* _What the exercise asks_
Out of the data below, copy every line with the string "food".

Image-backed grounding data
* * *

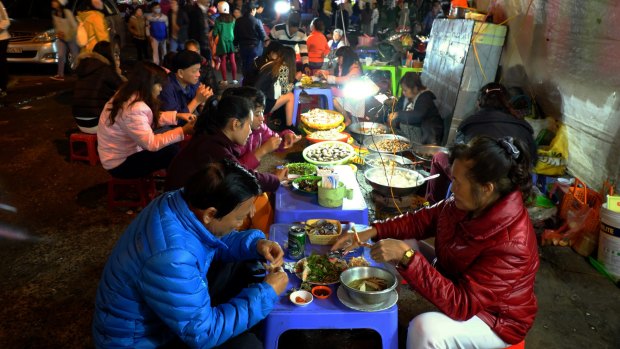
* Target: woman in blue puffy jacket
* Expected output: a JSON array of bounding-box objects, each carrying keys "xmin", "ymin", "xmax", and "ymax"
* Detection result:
[{"xmin": 93, "ymin": 160, "xmax": 289, "ymax": 348}]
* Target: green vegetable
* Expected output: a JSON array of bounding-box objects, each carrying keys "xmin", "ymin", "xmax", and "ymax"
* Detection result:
[{"xmin": 287, "ymin": 162, "xmax": 318, "ymax": 176}]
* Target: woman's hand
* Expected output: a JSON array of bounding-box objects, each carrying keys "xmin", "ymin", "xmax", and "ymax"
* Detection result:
[
  {"xmin": 369, "ymin": 239, "xmax": 411, "ymax": 264},
  {"xmin": 282, "ymin": 133, "xmax": 302, "ymax": 149},
  {"xmin": 273, "ymin": 166, "xmax": 289, "ymax": 181},
  {"xmin": 176, "ymin": 113, "xmax": 196, "ymax": 123},
  {"xmin": 330, "ymin": 227, "xmax": 378, "ymax": 253},
  {"xmin": 258, "ymin": 134, "xmax": 282, "ymax": 155},
  {"xmin": 181, "ymin": 118, "xmax": 196, "ymax": 135},
  {"xmin": 256, "ymin": 239, "xmax": 284, "ymax": 268}
]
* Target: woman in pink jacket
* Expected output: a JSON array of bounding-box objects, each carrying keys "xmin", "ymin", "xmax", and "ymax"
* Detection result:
[
  {"xmin": 223, "ymin": 87, "xmax": 301, "ymax": 170},
  {"xmin": 332, "ymin": 136, "xmax": 539, "ymax": 348},
  {"xmin": 97, "ymin": 62, "xmax": 195, "ymax": 179}
]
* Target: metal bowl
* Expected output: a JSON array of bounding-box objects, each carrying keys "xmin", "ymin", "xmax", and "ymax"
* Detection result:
[
  {"xmin": 410, "ymin": 144, "xmax": 449, "ymax": 168},
  {"xmin": 364, "ymin": 167, "xmax": 425, "ymax": 196},
  {"xmin": 363, "ymin": 134, "xmax": 411, "ymax": 154},
  {"xmin": 340, "ymin": 266, "xmax": 398, "ymax": 305},
  {"xmin": 347, "ymin": 122, "xmax": 389, "ymax": 143},
  {"xmin": 364, "ymin": 153, "xmax": 415, "ymax": 169}
]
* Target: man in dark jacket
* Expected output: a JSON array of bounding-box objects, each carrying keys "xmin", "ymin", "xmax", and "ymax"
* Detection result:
[
  {"xmin": 159, "ymin": 49, "xmax": 212, "ymax": 122},
  {"xmin": 234, "ymin": 1, "xmax": 266, "ymax": 81},
  {"xmin": 72, "ymin": 41, "xmax": 125, "ymax": 134},
  {"xmin": 183, "ymin": 0, "xmax": 212, "ymax": 61}
]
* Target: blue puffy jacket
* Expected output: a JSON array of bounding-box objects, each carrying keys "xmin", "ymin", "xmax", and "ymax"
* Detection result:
[{"xmin": 93, "ymin": 190, "xmax": 278, "ymax": 348}]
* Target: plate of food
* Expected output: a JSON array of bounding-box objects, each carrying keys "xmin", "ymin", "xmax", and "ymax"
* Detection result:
[
  {"xmin": 291, "ymin": 175, "xmax": 321, "ymax": 194},
  {"xmin": 286, "ymin": 162, "xmax": 318, "ymax": 179},
  {"xmin": 306, "ymin": 129, "xmax": 351, "ymax": 144},
  {"xmin": 302, "ymin": 141, "xmax": 356, "ymax": 166},
  {"xmin": 300, "ymin": 109, "xmax": 345, "ymax": 130},
  {"xmin": 305, "ymin": 219, "xmax": 342, "ymax": 245},
  {"xmin": 295, "ymin": 254, "xmax": 349, "ymax": 285}
]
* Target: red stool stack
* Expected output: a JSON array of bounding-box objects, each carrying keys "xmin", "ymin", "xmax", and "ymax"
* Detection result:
[
  {"xmin": 107, "ymin": 176, "xmax": 157, "ymax": 209},
  {"xmin": 69, "ymin": 132, "xmax": 99, "ymax": 166}
]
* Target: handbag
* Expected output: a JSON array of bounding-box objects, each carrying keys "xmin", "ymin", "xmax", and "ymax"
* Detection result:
[
  {"xmin": 76, "ymin": 19, "xmax": 89, "ymax": 47},
  {"xmin": 273, "ymin": 80, "xmax": 282, "ymax": 100}
]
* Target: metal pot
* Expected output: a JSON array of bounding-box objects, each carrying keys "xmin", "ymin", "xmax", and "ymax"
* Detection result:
[
  {"xmin": 340, "ymin": 266, "xmax": 398, "ymax": 305},
  {"xmin": 449, "ymin": 5, "xmax": 468, "ymax": 19},
  {"xmin": 410, "ymin": 144, "xmax": 449, "ymax": 168},
  {"xmin": 347, "ymin": 122, "xmax": 389, "ymax": 144},
  {"xmin": 364, "ymin": 153, "xmax": 415, "ymax": 169},
  {"xmin": 364, "ymin": 167, "xmax": 425, "ymax": 196}
]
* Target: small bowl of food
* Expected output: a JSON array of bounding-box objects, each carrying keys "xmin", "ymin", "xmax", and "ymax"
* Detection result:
[
  {"xmin": 302, "ymin": 141, "xmax": 356, "ymax": 166},
  {"xmin": 311, "ymin": 285, "xmax": 332, "ymax": 299},
  {"xmin": 290, "ymin": 290, "xmax": 314, "ymax": 306}
]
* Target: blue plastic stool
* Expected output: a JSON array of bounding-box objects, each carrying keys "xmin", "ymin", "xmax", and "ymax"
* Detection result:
[
  {"xmin": 262, "ymin": 304, "xmax": 399, "ymax": 349},
  {"xmin": 291, "ymin": 87, "xmax": 334, "ymax": 126}
]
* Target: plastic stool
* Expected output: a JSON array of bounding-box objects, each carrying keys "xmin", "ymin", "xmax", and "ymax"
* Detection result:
[
  {"xmin": 291, "ymin": 87, "xmax": 334, "ymax": 126},
  {"xmin": 507, "ymin": 340, "xmax": 525, "ymax": 349},
  {"xmin": 107, "ymin": 176, "xmax": 156, "ymax": 209},
  {"xmin": 69, "ymin": 132, "xmax": 99, "ymax": 166},
  {"xmin": 263, "ymin": 303, "xmax": 398, "ymax": 349}
]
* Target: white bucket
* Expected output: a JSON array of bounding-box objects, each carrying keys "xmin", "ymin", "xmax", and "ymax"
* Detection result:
[{"xmin": 598, "ymin": 203, "xmax": 620, "ymax": 278}]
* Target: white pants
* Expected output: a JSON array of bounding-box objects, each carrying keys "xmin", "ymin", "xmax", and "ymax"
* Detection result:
[{"xmin": 407, "ymin": 312, "xmax": 510, "ymax": 349}]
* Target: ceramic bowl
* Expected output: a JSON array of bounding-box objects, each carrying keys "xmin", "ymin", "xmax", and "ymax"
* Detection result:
[{"xmin": 290, "ymin": 290, "xmax": 314, "ymax": 306}]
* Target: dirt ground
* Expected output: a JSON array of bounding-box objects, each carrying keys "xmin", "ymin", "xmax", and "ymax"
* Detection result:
[{"xmin": 0, "ymin": 72, "xmax": 619, "ymax": 349}]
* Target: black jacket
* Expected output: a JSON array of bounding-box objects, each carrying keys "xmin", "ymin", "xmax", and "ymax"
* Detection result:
[
  {"xmin": 456, "ymin": 108, "xmax": 538, "ymax": 162},
  {"xmin": 184, "ymin": 4, "xmax": 211, "ymax": 59},
  {"xmin": 395, "ymin": 90, "xmax": 443, "ymax": 145},
  {"xmin": 234, "ymin": 14, "xmax": 265, "ymax": 47},
  {"xmin": 72, "ymin": 52, "xmax": 124, "ymax": 128},
  {"xmin": 253, "ymin": 62, "xmax": 277, "ymax": 101}
]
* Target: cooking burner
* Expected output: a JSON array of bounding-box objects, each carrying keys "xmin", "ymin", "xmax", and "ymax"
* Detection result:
[{"xmin": 371, "ymin": 190, "xmax": 427, "ymax": 215}]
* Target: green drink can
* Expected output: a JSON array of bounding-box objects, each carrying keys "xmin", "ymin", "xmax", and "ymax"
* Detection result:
[{"xmin": 288, "ymin": 225, "xmax": 306, "ymax": 260}]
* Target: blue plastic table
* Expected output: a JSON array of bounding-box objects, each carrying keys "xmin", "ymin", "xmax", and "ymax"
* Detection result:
[
  {"xmin": 262, "ymin": 224, "xmax": 399, "ymax": 349},
  {"xmin": 274, "ymin": 165, "xmax": 369, "ymax": 225}
]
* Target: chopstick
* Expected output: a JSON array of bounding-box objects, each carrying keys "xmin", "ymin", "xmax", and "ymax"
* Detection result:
[{"xmin": 352, "ymin": 226, "xmax": 373, "ymax": 248}]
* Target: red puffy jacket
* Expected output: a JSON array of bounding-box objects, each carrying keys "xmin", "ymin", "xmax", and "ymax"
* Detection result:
[{"xmin": 373, "ymin": 190, "xmax": 539, "ymax": 344}]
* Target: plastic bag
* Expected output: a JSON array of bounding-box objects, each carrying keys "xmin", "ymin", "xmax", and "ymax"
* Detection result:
[{"xmin": 534, "ymin": 124, "xmax": 568, "ymax": 175}]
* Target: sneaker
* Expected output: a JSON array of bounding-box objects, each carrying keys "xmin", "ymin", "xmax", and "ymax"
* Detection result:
[
  {"xmin": 50, "ymin": 75, "xmax": 64, "ymax": 81},
  {"xmin": 231, "ymin": 80, "xmax": 239, "ymax": 85},
  {"xmin": 219, "ymin": 80, "xmax": 228, "ymax": 86}
]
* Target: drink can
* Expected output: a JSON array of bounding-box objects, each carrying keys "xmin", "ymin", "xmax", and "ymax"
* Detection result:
[{"xmin": 288, "ymin": 225, "xmax": 306, "ymax": 260}]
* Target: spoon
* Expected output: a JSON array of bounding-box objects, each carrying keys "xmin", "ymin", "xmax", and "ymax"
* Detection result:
[{"xmin": 416, "ymin": 173, "xmax": 440, "ymax": 186}]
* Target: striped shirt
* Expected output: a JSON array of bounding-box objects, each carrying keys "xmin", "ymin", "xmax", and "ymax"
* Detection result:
[{"xmin": 268, "ymin": 23, "xmax": 308, "ymax": 65}]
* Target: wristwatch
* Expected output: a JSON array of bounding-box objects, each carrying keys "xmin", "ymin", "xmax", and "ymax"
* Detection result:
[{"xmin": 399, "ymin": 248, "xmax": 416, "ymax": 268}]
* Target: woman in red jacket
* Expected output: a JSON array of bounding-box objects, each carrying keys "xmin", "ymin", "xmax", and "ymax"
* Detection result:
[{"xmin": 332, "ymin": 136, "xmax": 539, "ymax": 348}]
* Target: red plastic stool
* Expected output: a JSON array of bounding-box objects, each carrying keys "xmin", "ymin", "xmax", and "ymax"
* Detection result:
[
  {"xmin": 69, "ymin": 132, "xmax": 99, "ymax": 166},
  {"xmin": 107, "ymin": 176, "xmax": 156, "ymax": 209},
  {"xmin": 507, "ymin": 340, "xmax": 525, "ymax": 349}
]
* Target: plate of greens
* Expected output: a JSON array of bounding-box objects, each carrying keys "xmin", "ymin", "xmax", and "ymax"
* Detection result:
[
  {"xmin": 294, "ymin": 254, "xmax": 348, "ymax": 285},
  {"xmin": 287, "ymin": 162, "xmax": 318, "ymax": 179}
]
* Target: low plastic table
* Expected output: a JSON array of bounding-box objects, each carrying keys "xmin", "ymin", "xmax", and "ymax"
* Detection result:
[
  {"xmin": 274, "ymin": 165, "xmax": 369, "ymax": 225},
  {"xmin": 262, "ymin": 224, "xmax": 399, "ymax": 349}
]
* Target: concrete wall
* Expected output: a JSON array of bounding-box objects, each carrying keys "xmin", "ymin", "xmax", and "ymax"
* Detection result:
[{"xmin": 475, "ymin": 0, "xmax": 620, "ymax": 189}]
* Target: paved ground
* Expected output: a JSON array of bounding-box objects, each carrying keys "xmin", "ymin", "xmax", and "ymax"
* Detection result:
[{"xmin": 0, "ymin": 66, "xmax": 619, "ymax": 349}]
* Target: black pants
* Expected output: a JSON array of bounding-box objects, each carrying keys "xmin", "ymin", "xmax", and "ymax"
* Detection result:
[
  {"xmin": 108, "ymin": 143, "xmax": 179, "ymax": 179},
  {"xmin": 0, "ymin": 39, "xmax": 8, "ymax": 91},
  {"xmin": 133, "ymin": 38, "xmax": 149, "ymax": 62}
]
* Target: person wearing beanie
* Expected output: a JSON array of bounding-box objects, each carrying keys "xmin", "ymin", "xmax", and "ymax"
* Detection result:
[{"xmin": 159, "ymin": 49, "xmax": 214, "ymax": 122}]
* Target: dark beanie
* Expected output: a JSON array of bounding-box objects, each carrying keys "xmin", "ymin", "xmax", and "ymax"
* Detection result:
[{"xmin": 172, "ymin": 50, "xmax": 203, "ymax": 72}]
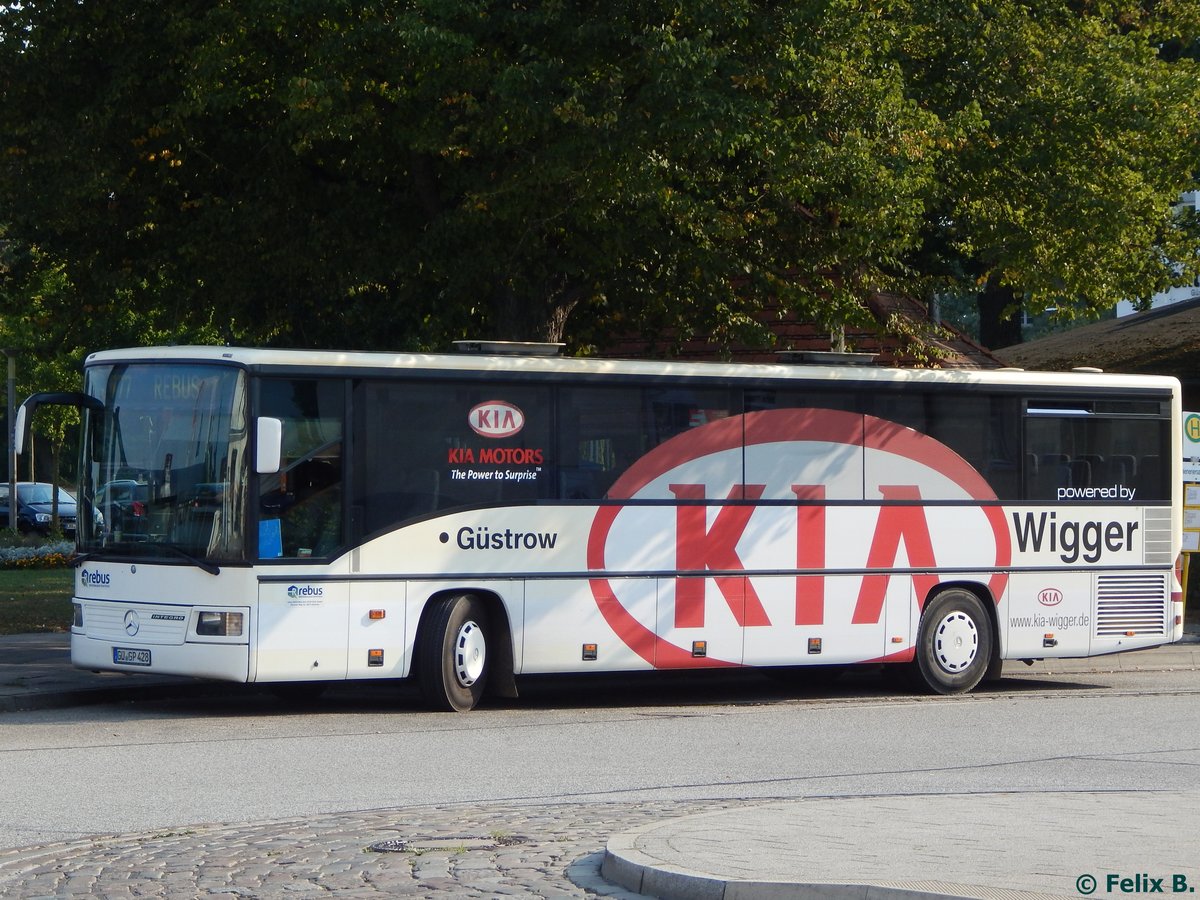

* * *

* _Result_
* Target: plate of food
* Target: small bowl of food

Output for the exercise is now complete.